#### Records shown
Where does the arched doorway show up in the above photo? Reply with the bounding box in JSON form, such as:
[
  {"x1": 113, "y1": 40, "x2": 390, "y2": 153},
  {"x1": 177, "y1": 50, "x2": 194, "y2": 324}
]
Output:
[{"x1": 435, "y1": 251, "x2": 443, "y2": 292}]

---

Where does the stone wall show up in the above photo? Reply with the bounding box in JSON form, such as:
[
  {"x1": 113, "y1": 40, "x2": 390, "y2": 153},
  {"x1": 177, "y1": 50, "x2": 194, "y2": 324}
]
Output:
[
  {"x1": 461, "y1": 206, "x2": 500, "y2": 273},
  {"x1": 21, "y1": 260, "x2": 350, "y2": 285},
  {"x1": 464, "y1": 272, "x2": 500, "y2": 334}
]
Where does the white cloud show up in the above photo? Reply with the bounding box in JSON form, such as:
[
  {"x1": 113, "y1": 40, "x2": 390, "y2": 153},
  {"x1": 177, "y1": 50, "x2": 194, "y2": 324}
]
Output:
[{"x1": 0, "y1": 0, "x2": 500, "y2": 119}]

#### Do this
Extract from the listing above every line that contains the string "form", copying each line unchanged.

#### Finished exercise
Where does the arched doorway show up in the above photo? Reply with the bounding box in JSON form, such as:
Where does the stone wall show up in the above photo? Reply with the bounding box in JSON form, such as:
Where does the white cloud show up in the above photo? Reply with the bounding box in JSON form, such as:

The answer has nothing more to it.